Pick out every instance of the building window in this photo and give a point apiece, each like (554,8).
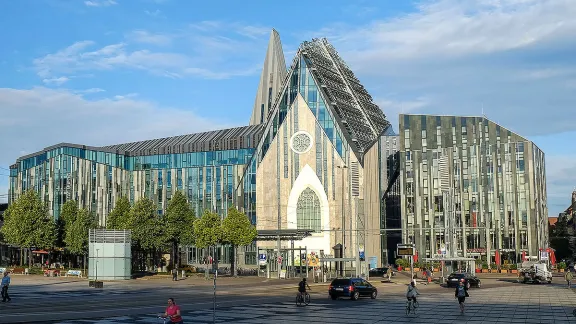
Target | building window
(308,210)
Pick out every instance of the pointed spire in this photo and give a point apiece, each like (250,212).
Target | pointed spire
(273,73)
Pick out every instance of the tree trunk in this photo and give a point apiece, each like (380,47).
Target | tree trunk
(233,261)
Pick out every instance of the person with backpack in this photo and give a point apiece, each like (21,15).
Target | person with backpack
(569,276)
(461,293)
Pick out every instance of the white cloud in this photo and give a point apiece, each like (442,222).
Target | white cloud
(126,96)
(100,3)
(56,81)
(91,90)
(142,36)
(156,13)
(77,119)
(512,57)
(209,50)
(561,180)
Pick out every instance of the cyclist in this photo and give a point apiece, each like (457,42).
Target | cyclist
(302,287)
(461,293)
(173,312)
(412,292)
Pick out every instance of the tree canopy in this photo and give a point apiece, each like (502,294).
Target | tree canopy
(147,228)
(208,230)
(118,218)
(27,223)
(179,220)
(237,228)
(76,238)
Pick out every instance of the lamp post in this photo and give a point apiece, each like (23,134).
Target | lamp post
(96,270)
(342,167)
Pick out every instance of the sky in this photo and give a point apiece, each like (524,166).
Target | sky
(102,72)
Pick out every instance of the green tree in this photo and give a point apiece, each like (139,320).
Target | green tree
(68,213)
(77,232)
(119,216)
(179,224)
(27,224)
(237,230)
(207,231)
(148,235)
(147,228)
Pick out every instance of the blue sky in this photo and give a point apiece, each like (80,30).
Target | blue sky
(107,71)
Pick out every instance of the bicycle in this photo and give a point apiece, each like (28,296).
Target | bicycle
(302,299)
(411,306)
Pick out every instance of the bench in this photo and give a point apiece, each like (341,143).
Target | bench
(77,273)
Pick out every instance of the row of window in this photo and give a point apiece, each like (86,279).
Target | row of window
(132,163)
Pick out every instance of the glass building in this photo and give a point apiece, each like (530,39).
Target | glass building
(470,187)
(320,155)
(206,166)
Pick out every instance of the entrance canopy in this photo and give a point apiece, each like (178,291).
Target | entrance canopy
(285,234)
(450,259)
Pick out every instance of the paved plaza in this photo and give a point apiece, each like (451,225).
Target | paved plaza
(512,304)
(255,300)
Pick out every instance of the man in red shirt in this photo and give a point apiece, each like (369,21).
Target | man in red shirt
(173,312)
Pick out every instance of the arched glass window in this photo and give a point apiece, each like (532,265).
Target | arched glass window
(308,211)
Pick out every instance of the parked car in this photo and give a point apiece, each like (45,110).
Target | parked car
(353,288)
(380,272)
(470,280)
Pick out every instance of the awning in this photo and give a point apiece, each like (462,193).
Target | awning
(450,259)
(285,234)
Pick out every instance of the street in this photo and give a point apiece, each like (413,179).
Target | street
(255,300)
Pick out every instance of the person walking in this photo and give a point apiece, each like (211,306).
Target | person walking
(5,283)
(569,276)
(461,293)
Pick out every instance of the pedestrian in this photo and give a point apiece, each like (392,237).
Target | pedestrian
(569,276)
(461,293)
(5,283)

■ DESCRIPTION OF THE TASK:
Everything from the line containing "Target | glass building" to the last line of the data above must be set down exactly, both ends included, with no other lines.

■ SOLUTION FOR THIS PROBLEM:
Target | glass building
(470,187)
(320,155)
(206,166)
Pick out every instance of the entrance canopy in this photo and give a point apiece, each like (178,291).
Target | entrance canopy
(285,234)
(450,259)
Pick out every instance of the paved plaza in this photo and give a point apiece, each like (451,225).
Target | paved plaza
(512,304)
(255,300)
Pick out every instance of the man in red shirt in this photo and give a point apiece, each like (369,21).
Target | man in red shirt
(173,312)
Pick out every instance of the arched glass window in this photo and give a point apiece, each like (532,265).
Target | arched glass window
(308,211)
Pick out every instance of the parked car in this photo and give a point apiece, each like (45,110).
Target | parked car
(353,288)
(380,272)
(470,280)
Pick out every instance of the awning in this photo and give a point apiece, each like (462,193).
Target | awning
(450,259)
(285,234)
Pick out every instance of the street in this photo and give a point apiece, each like (413,179).
Target | street
(255,300)
Pick out every instance of the person walking in this photo and give a point apiece, each like (211,306).
Target | person walking
(5,283)
(569,276)
(461,293)
Pick out every instance of the pedestrian in this photo and give a point apiece, each like (392,237).
Target | pedestrian
(569,276)
(461,293)
(5,283)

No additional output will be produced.